(Data for review):
- - -
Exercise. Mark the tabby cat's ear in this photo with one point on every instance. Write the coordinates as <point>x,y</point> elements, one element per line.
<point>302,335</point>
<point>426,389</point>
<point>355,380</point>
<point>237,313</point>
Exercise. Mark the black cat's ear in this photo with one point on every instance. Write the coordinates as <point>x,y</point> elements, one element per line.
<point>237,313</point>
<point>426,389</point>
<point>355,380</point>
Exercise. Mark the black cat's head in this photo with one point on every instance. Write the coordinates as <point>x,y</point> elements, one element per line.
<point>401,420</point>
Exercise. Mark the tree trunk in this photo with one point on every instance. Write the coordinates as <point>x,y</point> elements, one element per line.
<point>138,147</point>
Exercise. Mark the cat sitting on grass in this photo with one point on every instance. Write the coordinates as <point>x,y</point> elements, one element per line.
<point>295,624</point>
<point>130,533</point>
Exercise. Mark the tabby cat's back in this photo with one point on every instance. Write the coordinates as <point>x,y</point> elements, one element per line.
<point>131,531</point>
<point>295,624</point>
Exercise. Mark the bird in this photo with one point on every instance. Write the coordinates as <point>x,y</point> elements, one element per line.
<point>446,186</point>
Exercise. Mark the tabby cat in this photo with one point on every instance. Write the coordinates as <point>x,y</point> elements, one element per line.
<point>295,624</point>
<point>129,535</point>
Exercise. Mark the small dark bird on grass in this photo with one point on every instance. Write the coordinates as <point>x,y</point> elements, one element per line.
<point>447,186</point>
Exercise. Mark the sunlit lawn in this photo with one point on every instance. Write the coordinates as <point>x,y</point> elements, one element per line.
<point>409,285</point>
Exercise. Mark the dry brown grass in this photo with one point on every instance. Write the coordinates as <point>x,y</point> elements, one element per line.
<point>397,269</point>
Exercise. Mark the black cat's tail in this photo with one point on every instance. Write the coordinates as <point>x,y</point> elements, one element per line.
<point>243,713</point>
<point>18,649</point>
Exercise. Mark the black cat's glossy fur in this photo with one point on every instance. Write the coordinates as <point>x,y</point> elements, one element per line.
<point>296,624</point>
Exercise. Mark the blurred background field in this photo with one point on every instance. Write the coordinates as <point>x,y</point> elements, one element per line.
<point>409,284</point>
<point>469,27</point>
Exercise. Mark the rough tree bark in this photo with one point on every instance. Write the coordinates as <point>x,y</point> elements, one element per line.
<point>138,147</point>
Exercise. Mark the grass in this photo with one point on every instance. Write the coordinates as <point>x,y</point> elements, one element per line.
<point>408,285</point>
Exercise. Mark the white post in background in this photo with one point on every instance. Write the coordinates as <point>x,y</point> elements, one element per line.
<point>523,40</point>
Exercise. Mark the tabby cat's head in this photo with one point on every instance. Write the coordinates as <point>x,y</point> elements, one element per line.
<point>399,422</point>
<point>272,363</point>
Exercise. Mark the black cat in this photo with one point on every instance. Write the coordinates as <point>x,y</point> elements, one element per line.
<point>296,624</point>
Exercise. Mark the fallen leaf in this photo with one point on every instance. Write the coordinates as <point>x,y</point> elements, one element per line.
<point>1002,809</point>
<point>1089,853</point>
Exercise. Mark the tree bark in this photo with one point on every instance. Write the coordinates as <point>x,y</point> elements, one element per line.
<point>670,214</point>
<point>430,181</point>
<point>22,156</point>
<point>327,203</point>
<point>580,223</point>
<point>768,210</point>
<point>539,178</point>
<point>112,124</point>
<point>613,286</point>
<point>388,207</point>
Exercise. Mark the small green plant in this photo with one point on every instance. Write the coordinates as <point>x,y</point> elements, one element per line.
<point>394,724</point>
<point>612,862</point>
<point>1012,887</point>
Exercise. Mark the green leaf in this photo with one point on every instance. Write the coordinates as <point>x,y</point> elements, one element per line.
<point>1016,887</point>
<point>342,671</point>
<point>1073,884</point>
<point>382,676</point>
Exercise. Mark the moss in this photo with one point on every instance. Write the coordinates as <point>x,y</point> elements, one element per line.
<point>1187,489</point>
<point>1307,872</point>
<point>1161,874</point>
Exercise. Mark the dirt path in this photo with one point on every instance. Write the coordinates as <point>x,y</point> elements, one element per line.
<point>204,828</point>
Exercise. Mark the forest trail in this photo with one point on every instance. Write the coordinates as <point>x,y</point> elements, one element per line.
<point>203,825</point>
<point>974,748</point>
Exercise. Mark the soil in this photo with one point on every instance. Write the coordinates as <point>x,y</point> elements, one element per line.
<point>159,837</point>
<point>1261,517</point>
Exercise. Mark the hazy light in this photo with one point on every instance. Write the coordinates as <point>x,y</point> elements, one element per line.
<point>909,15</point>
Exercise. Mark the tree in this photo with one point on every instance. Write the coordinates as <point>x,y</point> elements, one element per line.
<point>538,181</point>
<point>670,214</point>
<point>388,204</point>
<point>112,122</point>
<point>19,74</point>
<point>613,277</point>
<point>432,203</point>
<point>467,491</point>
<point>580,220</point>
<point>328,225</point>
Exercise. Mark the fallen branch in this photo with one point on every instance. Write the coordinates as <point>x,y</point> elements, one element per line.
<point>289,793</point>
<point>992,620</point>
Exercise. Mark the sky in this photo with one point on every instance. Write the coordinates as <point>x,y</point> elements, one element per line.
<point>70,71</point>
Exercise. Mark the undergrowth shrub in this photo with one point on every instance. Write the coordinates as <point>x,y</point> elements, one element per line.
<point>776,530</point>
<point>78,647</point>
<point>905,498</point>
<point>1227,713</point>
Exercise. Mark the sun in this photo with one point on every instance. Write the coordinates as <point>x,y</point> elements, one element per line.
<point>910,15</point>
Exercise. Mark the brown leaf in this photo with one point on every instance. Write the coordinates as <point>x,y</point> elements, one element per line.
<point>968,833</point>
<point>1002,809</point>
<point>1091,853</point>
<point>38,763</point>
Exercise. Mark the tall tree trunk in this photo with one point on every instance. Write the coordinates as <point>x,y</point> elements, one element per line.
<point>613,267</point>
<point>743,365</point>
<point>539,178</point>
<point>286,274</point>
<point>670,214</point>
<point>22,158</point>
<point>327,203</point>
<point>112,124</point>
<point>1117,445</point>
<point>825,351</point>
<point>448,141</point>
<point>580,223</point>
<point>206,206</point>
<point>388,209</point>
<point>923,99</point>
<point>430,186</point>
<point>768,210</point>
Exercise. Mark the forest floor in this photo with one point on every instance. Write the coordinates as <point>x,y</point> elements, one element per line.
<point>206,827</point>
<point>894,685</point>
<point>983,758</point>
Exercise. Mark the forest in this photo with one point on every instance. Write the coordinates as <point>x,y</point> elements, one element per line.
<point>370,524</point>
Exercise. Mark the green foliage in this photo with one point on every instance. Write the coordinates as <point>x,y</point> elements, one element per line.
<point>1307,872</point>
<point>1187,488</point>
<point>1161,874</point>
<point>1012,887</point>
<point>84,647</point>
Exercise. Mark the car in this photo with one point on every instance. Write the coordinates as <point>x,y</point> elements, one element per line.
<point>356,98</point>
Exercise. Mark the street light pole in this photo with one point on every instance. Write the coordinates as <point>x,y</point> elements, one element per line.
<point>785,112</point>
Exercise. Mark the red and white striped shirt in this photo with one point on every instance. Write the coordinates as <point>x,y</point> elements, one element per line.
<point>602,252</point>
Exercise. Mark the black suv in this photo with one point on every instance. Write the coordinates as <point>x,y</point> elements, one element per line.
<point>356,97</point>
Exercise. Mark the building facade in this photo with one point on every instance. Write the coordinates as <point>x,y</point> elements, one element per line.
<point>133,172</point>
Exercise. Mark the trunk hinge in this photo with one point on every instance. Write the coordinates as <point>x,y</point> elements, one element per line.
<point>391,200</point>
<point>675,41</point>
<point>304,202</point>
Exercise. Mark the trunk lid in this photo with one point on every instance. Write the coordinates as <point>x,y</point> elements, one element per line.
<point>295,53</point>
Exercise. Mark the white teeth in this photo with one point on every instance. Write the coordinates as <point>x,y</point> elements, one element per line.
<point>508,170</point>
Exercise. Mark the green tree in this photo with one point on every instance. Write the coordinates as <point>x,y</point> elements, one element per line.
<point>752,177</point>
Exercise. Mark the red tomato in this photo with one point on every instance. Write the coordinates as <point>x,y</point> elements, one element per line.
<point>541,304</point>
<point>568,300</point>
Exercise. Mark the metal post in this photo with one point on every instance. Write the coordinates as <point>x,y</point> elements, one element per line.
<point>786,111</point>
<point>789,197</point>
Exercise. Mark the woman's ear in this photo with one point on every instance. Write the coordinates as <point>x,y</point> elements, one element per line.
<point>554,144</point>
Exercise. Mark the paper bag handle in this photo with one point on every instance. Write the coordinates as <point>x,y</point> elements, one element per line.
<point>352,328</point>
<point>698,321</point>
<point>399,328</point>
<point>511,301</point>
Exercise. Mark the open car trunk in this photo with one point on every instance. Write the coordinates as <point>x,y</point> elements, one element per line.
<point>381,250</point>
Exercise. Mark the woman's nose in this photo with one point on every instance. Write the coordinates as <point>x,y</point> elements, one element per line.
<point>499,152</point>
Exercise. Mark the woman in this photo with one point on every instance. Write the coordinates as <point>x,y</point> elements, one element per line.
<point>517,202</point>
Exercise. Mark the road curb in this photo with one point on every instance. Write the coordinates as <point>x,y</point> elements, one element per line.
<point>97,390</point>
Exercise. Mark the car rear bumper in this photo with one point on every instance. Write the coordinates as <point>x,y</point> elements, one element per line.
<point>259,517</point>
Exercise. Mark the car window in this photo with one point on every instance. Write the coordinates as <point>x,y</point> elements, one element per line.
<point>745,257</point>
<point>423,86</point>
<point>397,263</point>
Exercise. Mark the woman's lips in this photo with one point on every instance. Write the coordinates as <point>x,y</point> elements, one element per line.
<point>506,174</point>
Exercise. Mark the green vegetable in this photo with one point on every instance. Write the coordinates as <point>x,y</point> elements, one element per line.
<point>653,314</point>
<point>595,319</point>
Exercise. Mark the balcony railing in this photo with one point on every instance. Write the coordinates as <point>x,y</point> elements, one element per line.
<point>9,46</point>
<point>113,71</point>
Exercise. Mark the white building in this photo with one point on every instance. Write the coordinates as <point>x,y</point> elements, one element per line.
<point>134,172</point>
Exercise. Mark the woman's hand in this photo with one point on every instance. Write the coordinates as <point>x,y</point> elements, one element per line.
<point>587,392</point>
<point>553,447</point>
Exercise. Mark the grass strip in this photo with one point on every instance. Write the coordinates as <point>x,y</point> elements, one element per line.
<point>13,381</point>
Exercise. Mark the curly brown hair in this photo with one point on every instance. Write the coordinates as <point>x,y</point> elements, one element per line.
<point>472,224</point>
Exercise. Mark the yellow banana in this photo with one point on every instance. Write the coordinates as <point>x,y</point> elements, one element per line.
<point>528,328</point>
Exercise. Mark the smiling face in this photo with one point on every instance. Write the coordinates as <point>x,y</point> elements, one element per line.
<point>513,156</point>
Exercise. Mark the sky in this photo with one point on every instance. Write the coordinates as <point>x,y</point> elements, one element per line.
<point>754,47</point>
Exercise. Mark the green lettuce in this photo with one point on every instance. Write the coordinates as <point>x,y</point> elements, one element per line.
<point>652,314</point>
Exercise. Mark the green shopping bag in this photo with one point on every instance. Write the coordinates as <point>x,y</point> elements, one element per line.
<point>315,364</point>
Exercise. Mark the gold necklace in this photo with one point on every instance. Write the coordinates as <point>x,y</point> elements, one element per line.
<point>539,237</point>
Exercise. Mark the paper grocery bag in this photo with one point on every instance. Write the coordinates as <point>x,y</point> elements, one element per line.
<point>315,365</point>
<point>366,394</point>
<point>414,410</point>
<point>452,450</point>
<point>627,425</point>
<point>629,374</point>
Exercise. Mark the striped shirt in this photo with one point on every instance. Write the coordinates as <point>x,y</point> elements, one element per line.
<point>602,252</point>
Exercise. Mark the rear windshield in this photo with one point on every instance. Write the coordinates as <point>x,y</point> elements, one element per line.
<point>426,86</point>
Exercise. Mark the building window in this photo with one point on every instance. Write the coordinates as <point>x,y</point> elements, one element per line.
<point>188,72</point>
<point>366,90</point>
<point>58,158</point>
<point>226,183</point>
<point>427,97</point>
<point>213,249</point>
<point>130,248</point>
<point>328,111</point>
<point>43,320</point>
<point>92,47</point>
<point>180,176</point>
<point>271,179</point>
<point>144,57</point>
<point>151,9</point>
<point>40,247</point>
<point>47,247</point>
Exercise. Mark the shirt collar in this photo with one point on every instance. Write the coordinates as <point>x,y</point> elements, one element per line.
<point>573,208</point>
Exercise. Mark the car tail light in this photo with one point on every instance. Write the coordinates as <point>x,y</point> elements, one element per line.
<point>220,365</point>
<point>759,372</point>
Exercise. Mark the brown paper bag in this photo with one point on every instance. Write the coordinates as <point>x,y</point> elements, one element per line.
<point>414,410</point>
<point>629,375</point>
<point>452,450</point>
- - -
(Task requirements): From the line containing "Exercise. Mark the paper grocery" through the last line of the records above, reproduce every line exactly.

(Response to this exercise):
Exercise. Mark the paper grocery bag in this photo with one point on every instance. Write the coordinates as <point>x,y</point> elements, one element per line.
<point>315,365</point>
<point>366,394</point>
<point>414,410</point>
<point>452,450</point>
<point>627,425</point>
<point>629,374</point>
Exercise. Mark the striped shirt in this photo with one point on every instance. Write the coordinates as <point>x,y</point> elements, one element per line.
<point>602,252</point>
Exercise. Mark the rear windshield in this photo with one point on every instance. Write the coordinates as <point>x,y</point> elements, one element per line.
<point>426,86</point>
Exercise. Mark the building window in this photo with one point on every instance. Write the coordinates as <point>x,y</point> elements, one element per line.
<point>188,72</point>
<point>366,90</point>
<point>58,158</point>
<point>226,183</point>
<point>427,97</point>
<point>213,249</point>
<point>130,248</point>
<point>328,111</point>
<point>43,320</point>
<point>92,47</point>
<point>180,176</point>
<point>271,179</point>
<point>144,57</point>
<point>151,9</point>
<point>40,247</point>
<point>47,247</point>
Exercise. Mark the shirt collar in this photo with one point on every instance. Write the coordinates as <point>x,y</point> elements, one element per line.
<point>573,208</point>
Exercise. Mark the car tail light in this photo with one point on every instance. Write the coordinates as <point>x,y</point> elements, one element per line.
<point>220,365</point>
<point>759,372</point>
Exercise. Mark the brown paper bag in this photo with one point on every instance. Write the coordinates as <point>x,y</point> elements, one element per line.
<point>414,410</point>
<point>629,375</point>
<point>452,450</point>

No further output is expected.